Written instruction:
In the stretch of the records from the line containing "Locate the woman with" through the end, swap "marker" for "dot" and write out those lines again with everything else left as it is.

Point annotations for photos:
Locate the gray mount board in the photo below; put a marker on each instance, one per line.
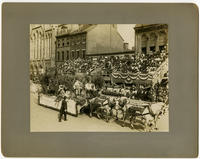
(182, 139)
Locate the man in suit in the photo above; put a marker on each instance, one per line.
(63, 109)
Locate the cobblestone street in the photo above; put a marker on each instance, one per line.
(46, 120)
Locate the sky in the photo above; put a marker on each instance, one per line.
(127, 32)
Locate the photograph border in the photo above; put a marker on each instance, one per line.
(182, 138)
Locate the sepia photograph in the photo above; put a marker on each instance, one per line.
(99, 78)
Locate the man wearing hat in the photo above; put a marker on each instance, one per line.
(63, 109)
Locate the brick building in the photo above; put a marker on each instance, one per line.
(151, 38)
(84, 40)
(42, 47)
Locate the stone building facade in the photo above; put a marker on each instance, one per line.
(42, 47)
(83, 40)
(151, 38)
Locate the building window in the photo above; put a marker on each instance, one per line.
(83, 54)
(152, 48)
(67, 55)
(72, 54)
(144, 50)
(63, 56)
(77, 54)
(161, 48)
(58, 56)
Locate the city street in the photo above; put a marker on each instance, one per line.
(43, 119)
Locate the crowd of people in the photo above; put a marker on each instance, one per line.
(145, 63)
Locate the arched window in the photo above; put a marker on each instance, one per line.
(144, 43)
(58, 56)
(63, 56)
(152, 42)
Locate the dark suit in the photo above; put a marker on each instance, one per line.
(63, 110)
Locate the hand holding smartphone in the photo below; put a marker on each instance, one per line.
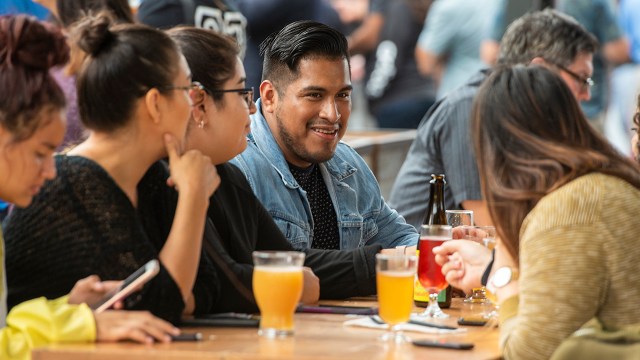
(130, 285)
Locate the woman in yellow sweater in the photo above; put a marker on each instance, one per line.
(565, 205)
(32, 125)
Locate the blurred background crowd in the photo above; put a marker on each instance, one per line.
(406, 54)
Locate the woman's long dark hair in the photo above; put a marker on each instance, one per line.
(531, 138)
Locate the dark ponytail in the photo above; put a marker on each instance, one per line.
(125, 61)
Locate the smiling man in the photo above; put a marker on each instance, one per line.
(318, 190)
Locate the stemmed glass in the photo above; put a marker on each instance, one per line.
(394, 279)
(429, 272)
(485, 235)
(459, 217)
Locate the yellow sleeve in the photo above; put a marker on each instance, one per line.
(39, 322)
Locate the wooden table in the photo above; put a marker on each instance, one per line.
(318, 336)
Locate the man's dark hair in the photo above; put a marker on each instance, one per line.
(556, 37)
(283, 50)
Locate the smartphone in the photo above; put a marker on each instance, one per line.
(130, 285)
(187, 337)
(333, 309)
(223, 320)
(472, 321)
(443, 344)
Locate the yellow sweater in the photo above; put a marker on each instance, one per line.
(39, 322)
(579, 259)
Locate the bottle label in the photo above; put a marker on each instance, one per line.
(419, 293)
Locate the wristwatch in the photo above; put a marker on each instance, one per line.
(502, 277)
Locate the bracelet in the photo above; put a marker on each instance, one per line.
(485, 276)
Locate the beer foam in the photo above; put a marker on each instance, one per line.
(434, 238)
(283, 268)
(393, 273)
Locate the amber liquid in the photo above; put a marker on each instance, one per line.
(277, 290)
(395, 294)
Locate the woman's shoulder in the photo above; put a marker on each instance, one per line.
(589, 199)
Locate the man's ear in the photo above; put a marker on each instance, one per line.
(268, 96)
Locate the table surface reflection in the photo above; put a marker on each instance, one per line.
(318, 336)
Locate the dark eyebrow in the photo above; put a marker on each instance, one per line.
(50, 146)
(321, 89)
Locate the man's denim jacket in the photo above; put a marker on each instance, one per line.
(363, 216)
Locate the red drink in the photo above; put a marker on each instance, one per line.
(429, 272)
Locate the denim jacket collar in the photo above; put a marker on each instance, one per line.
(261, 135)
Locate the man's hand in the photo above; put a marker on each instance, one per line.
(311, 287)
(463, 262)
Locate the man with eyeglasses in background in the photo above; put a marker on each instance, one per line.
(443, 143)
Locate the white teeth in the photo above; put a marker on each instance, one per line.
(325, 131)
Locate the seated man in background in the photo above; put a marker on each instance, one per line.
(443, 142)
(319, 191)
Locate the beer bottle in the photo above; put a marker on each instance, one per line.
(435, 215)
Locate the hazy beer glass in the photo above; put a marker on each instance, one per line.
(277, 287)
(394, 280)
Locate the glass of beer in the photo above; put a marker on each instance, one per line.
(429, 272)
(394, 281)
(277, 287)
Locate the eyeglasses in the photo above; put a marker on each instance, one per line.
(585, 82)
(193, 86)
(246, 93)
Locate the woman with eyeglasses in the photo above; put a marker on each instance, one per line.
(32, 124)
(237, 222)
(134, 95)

Written solution:
Locate the woman with eyeglasses in the photo above; put a dot on each instance, one per line.
(32, 124)
(237, 222)
(134, 95)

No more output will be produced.